Job: Lay out the listing below as a Markdown table with the columns Row and Listing line. Number each line in order and skip any blank lines.

=======

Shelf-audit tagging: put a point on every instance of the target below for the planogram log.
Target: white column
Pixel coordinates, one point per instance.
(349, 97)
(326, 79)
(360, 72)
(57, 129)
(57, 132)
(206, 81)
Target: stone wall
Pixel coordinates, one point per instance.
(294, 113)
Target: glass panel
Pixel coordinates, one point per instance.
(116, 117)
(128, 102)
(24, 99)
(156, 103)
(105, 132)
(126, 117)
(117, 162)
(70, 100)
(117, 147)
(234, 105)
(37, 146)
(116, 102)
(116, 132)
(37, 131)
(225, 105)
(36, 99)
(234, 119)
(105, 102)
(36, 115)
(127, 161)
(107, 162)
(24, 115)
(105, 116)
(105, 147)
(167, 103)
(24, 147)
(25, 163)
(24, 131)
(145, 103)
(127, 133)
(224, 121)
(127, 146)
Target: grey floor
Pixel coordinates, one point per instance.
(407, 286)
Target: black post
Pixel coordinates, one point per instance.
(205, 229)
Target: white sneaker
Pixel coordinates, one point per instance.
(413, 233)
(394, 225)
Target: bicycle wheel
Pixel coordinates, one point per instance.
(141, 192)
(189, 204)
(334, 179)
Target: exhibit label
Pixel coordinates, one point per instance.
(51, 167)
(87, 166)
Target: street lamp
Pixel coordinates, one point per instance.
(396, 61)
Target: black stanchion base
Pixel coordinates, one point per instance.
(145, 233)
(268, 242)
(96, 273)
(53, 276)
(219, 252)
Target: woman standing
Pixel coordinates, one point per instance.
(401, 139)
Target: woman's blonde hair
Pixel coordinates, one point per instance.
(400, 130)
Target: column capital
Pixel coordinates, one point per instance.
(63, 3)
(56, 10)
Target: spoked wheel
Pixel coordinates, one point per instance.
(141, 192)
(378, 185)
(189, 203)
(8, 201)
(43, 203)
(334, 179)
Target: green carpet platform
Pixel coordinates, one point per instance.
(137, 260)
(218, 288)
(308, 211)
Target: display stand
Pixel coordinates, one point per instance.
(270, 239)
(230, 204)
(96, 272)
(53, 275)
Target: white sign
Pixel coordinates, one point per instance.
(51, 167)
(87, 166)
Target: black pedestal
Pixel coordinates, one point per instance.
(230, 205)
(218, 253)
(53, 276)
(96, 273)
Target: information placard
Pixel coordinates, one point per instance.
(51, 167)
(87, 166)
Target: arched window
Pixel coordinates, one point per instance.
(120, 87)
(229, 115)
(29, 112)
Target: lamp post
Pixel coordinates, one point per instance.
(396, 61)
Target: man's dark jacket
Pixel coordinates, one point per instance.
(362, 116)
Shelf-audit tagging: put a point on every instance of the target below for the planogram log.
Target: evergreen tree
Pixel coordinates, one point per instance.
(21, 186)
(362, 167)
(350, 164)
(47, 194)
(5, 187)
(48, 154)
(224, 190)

=======

Finished exercise:
| Row | Listing line |
|---|---|
| 1 | Shelf-audit tagging: put a point on every instance of the target below for the planogram log. |
| 2 | Target: white column |
| 3 | Pixel coordinates, one point per instance. |
| 4 | (349, 97) |
| 5 | (326, 79) |
| 6 | (360, 72) |
| 7 | (57, 129) |
| 8 | (57, 132) |
| 9 | (206, 81) |
| 10 | Target: stone wall |
| 11 | Pixel coordinates, one point per instance. |
| 12 | (294, 113) |
| 13 | Target: glass panel |
| 14 | Pixel coordinates, one point per instance. |
| 15 | (116, 117) |
| 16 | (128, 102) |
| 17 | (24, 99) |
| 18 | (156, 103) |
| 19 | (105, 132) |
| 20 | (126, 117) |
| 21 | (117, 162) |
| 22 | (70, 100) |
| 23 | (117, 147) |
| 24 | (234, 105) |
| 25 | (37, 146) |
| 26 | (116, 102) |
| 27 | (116, 132) |
| 28 | (37, 131) |
| 29 | (225, 105) |
| 30 | (36, 99) |
| 31 | (234, 119) |
| 32 | (105, 102) |
| 33 | (36, 115) |
| 34 | (127, 161) |
| 35 | (107, 162) |
| 36 | (24, 115) |
| 37 | (105, 116) |
| 38 | (105, 147) |
| 39 | (167, 103) |
| 40 | (24, 147) |
| 41 | (25, 163) |
| 42 | (24, 131) |
| 43 | (145, 103) |
| 44 | (127, 133) |
| 45 | (224, 121) |
| 46 | (127, 146) |
| 47 | Target: grey floor |
| 48 | Pixel coordinates, one point per instance. |
| 49 | (407, 286) |
| 50 | Target: black post |
| 51 | Pixel coordinates, one point per instance. |
| 52 | (205, 229) |
| 53 | Target: white sneaker |
| 54 | Pixel coordinates, one point per instance. |
| 55 | (413, 233) |
| 56 | (394, 225) |
| 57 | Target: bicycle wheel |
| 58 | Pixel coordinates, one point per instance. |
| 59 | (141, 192) |
| 60 | (189, 204) |
| 61 | (334, 179) |
| 62 | Target: exhibit label |
| 63 | Pixel coordinates, one point per instance. |
| 64 | (51, 167) |
| 65 | (87, 166) |
| 66 | Target: street lamp |
| 67 | Pixel coordinates, one point per instance. |
| 68 | (396, 61) |
| 69 | Target: black stanchion base |
| 70 | Pixel coordinates, one point per instance. |
| 71 | (145, 233) |
| 72 | (268, 242) |
| 73 | (96, 273) |
| 74 | (53, 276) |
| 75 | (219, 252) |
| 76 | Target: woman standing |
| 77 | Pixel coordinates, one point per instance. |
| 78 | (401, 139) |
| 79 | Target: woman's blonde hair |
| 80 | Pixel coordinates, one point per instance. |
| 81 | (400, 130) |
| 82 | Target: column capital |
| 83 | Pixel coordinates, one point per instance. |
| 84 | (63, 3) |
| 85 | (56, 10) |
| 86 | Target: spoked wheel |
| 87 | Pixel coordinates, one point per instance. |
| 88 | (141, 192) |
| 89 | (378, 185) |
| 90 | (189, 203) |
| 91 | (8, 201) |
| 92 | (43, 203) |
| 93 | (334, 179) |
| 94 | Target: green carpet platform |
| 95 | Pixel coordinates, one point per instance. |
| 96 | (137, 260) |
| 97 | (218, 288) |
| 98 | (308, 211) |
| 99 | Target: display stand |
| 100 | Pixel coordinates, one point per instance. |
| 101 | (270, 239) |
| 102 | (230, 204) |
| 103 | (96, 272) |
| 104 | (53, 275) |
| 105 | Target: white sign |
| 106 | Pixel coordinates, one point per instance. |
| 107 | (51, 167) |
| 108 | (87, 166) |
| 109 | Target: black pedestal |
| 110 | Pixel coordinates, one point per instance. |
| 111 | (230, 205) |
| 112 | (218, 253) |
| 113 | (53, 276) |
| 114 | (96, 273) |
| 115 | Target: information placard |
| 116 | Pixel coordinates, one point per instance. |
| 117 | (51, 167) |
| 118 | (87, 166) |
| 119 | Target: arched window |
| 120 | Pixel coordinates, one point per instance. |
| 121 | (120, 87) |
| 122 | (229, 115) |
| 123 | (29, 112) |
| 124 | Target: lamp post |
| 125 | Pixel coordinates, one point per instance. |
| 126 | (396, 61) |
| 127 | Target: man's dark jacket |
| 128 | Pixel coordinates, one point per instance. |
| 129 | (362, 116) |
| 130 | Shelf-audit tagging: put a point on every instance of the target below for the planogram log. |
| 131 | Target: evergreen tree |
| 132 | Pixel coordinates, one point per instance. |
| 133 | (21, 186) |
| 134 | (362, 167) |
| 135 | (350, 164) |
| 136 | (47, 194) |
| 137 | (5, 187) |
| 138 | (48, 154) |
| 139 | (224, 190) |